- WORK TO COMPLETE: Please pull out every line in the listing below that contains the string "dark", copying each one as it appears. Matching is case-sensitive.

- MATERIAL FOR THIS TASK:
####
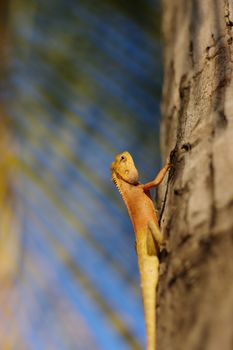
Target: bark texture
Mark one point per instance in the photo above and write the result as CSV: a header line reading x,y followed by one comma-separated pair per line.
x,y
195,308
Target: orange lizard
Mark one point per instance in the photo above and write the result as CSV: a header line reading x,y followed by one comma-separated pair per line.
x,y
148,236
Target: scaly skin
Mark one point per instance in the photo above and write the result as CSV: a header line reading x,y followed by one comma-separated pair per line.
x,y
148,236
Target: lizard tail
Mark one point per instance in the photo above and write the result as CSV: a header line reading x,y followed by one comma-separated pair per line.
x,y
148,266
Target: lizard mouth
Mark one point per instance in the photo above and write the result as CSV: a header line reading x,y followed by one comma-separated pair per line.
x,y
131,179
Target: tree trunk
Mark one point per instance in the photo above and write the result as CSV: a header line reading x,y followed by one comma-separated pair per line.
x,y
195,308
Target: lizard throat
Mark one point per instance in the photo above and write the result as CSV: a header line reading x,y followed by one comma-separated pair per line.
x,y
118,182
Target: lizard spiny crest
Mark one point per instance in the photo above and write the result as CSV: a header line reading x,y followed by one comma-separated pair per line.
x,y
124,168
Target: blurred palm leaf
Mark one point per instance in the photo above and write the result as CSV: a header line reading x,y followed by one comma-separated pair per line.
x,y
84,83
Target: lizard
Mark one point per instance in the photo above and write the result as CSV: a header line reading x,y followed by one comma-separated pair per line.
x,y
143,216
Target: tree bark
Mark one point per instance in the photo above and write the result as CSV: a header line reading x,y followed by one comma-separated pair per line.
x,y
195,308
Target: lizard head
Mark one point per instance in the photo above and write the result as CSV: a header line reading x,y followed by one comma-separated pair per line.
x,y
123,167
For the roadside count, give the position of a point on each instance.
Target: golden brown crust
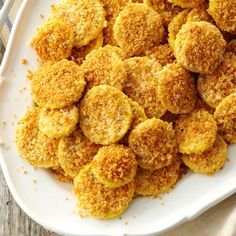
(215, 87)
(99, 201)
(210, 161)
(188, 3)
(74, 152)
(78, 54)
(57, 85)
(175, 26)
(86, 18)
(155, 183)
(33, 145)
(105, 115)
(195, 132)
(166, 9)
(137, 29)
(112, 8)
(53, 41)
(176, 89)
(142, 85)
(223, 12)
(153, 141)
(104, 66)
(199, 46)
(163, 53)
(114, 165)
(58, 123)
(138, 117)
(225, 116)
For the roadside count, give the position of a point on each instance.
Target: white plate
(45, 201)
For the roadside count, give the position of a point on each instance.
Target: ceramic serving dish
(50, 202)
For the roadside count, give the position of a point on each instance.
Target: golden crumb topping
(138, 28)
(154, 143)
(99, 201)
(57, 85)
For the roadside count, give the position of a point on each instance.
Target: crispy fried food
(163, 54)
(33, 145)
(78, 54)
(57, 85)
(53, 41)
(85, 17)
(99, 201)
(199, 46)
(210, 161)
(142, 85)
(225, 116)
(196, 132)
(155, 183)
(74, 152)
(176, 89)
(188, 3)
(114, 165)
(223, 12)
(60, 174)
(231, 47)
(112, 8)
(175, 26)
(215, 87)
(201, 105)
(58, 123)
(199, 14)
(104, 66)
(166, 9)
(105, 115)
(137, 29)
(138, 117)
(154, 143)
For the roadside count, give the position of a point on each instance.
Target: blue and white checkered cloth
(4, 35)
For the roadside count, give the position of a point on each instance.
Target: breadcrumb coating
####
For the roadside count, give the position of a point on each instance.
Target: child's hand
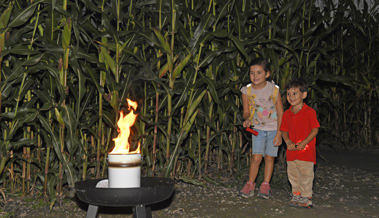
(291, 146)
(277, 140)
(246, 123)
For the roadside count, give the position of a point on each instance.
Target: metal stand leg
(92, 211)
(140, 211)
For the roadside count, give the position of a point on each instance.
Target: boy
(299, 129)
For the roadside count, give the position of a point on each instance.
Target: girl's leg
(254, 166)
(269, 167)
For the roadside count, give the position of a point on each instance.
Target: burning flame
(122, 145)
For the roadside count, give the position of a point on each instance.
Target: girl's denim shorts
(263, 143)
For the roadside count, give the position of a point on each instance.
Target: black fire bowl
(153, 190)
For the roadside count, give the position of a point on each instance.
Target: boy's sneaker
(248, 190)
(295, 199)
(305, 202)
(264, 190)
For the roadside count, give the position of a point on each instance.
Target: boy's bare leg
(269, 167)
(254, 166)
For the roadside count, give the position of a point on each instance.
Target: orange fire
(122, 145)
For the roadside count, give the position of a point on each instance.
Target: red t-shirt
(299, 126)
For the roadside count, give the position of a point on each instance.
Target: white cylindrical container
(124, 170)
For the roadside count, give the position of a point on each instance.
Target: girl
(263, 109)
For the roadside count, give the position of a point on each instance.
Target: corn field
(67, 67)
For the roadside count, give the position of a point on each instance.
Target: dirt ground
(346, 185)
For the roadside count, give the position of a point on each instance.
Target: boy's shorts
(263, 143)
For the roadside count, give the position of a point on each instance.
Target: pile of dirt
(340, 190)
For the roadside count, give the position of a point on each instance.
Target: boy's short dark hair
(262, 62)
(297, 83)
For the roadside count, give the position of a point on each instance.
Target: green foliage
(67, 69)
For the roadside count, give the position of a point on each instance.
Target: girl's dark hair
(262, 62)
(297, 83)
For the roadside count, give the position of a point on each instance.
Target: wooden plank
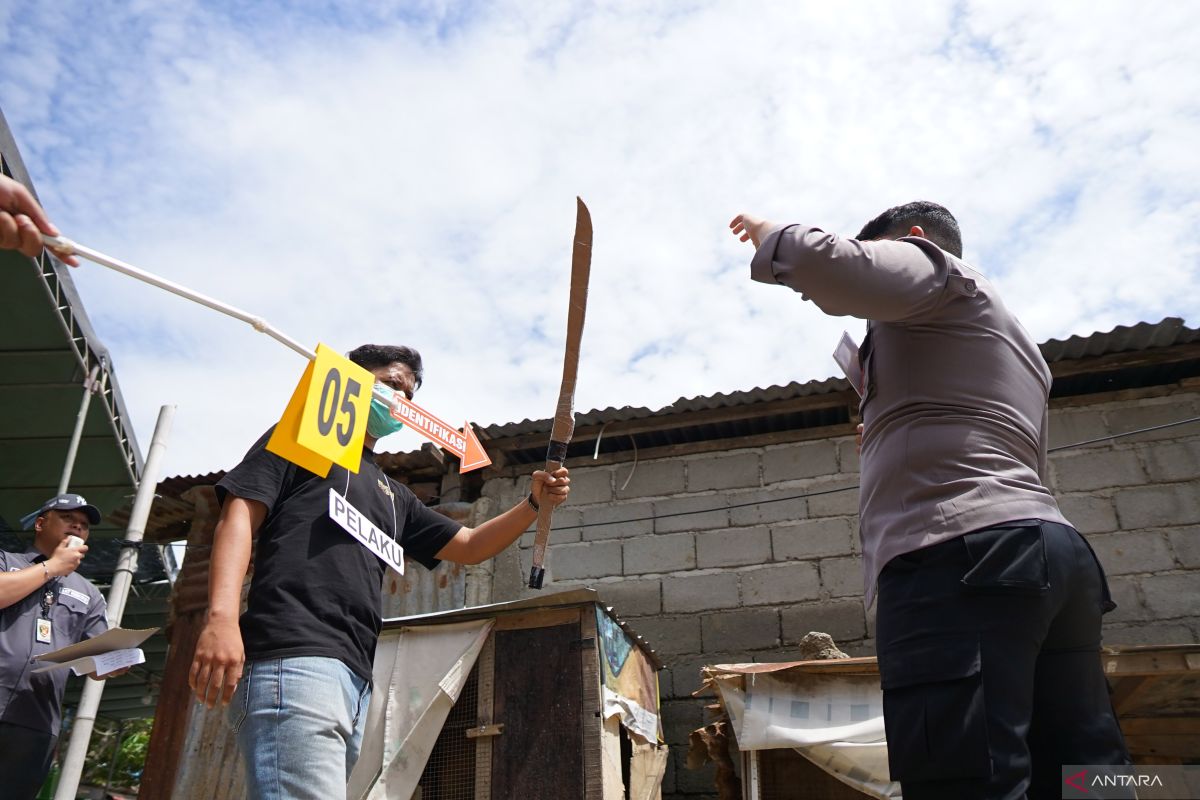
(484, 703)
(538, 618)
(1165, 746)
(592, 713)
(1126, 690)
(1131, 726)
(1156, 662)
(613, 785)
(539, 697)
####
- RESULT OF THE EXERCISE:
Target: boy's short dark hair
Target: girl's dark hair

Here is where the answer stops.